• Exercise requirements
Exactly as written, quote every line that follows, skipping the images.

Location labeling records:
⁂

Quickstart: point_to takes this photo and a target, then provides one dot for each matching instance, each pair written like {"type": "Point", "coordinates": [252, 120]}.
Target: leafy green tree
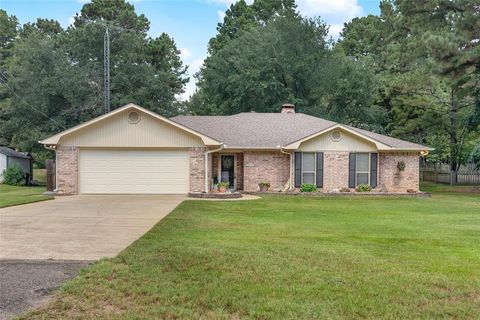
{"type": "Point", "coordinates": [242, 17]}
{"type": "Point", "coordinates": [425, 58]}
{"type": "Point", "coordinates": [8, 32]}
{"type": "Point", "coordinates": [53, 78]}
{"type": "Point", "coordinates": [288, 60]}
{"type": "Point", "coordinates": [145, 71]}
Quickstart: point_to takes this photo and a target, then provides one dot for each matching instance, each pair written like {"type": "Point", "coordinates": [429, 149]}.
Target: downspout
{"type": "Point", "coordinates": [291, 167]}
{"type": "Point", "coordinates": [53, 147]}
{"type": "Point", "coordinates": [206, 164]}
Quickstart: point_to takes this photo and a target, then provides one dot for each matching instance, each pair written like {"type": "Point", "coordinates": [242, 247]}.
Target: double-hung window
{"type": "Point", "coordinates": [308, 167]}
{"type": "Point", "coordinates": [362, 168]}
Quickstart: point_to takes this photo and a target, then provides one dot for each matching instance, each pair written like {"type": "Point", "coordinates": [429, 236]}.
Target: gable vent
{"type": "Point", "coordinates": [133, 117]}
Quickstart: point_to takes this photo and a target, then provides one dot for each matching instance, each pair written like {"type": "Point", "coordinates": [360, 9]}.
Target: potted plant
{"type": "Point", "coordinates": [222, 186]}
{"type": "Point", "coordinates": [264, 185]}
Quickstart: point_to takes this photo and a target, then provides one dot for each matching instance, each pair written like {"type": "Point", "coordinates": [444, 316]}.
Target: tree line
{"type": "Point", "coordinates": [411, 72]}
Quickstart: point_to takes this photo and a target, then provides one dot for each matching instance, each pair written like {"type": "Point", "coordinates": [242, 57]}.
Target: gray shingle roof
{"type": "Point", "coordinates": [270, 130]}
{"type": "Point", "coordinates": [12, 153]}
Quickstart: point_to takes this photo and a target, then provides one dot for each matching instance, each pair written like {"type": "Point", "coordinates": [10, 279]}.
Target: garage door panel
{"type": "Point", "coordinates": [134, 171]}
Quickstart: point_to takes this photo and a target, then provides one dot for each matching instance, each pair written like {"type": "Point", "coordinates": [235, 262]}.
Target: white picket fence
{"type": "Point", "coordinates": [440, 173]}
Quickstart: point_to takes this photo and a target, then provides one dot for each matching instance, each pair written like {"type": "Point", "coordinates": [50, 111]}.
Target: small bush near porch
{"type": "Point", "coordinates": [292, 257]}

⁂

• The response
Quickstart: point_to takes this photo and a target, then provides one dot for each matching instance, each pair written like {"type": "Point", "coordinates": [252, 120]}.
Target: leafy green tree
{"type": "Point", "coordinates": [242, 17]}
{"type": "Point", "coordinates": [425, 58]}
{"type": "Point", "coordinates": [8, 32]}
{"type": "Point", "coordinates": [53, 78]}
{"type": "Point", "coordinates": [288, 60]}
{"type": "Point", "coordinates": [145, 71]}
Quickstart: point_to takes this photo and a target, then provides one dot for each matching instance, each pair written like {"type": "Point", "coordinates": [429, 149]}.
Target: downspout
{"type": "Point", "coordinates": [291, 167]}
{"type": "Point", "coordinates": [53, 147]}
{"type": "Point", "coordinates": [206, 164]}
Quickstart: point_to takes this photo and a target, then provides one dot for each matching instance, each pair written like {"type": "Point", "coordinates": [242, 247]}.
Target: double-hung window
{"type": "Point", "coordinates": [308, 167]}
{"type": "Point", "coordinates": [362, 168]}
Quickstart: point_to takes this photo and a target, then provides one dot for each matching instance, each pair written like {"type": "Point", "coordinates": [429, 236]}.
Target: gable vent
{"type": "Point", "coordinates": [133, 117]}
Quickstart: point_to takes this photo and a target, then provides one dot for each matching instance, each pair written like {"type": "Point", "coordinates": [360, 9]}.
Target: potted plant
{"type": "Point", "coordinates": [222, 186]}
{"type": "Point", "coordinates": [264, 185]}
Quickstart: point_to takes this photo and a target, then provides one dot for each matching instance, each pair written like {"type": "Point", "coordinates": [444, 316]}.
Target: tree line
{"type": "Point", "coordinates": [411, 72]}
Quickstart: point_to takes this photo and a target, then provides one dot for each matching instance, each pair written like {"type": "Point", "coordinates": [242, 57]}.
Target: gray shingle roof
{"type": "Point", "coordinates": [270, 130]}
{"type": "Point", "coordinates": [12, 153]}
Quickstart: point_to takes this photo and a target, then provides one dot for each matching instance, each pair written like {"type": "Point", "coordinates": [10, 279]}.
Target: garage door panel
{"type": "Point", "coordinates": [134, 171]}
Quickstart: point_to takes this photo and a target, then provides one dot for each matching instance, each pair written like {"type": "Point", "coordinates": [235, 262]}.
Target: white picket fence
{"type": "Point", "coordinates": [440, 173]}
Quickstart: point_to takes this photo and a target, then provides one dot for each matching instance, each pair written like {"type": "Point", "coordinates": [50, 111]}.
Target: small bush near porch
{"type": "Point", "coordinates": [292, 257]}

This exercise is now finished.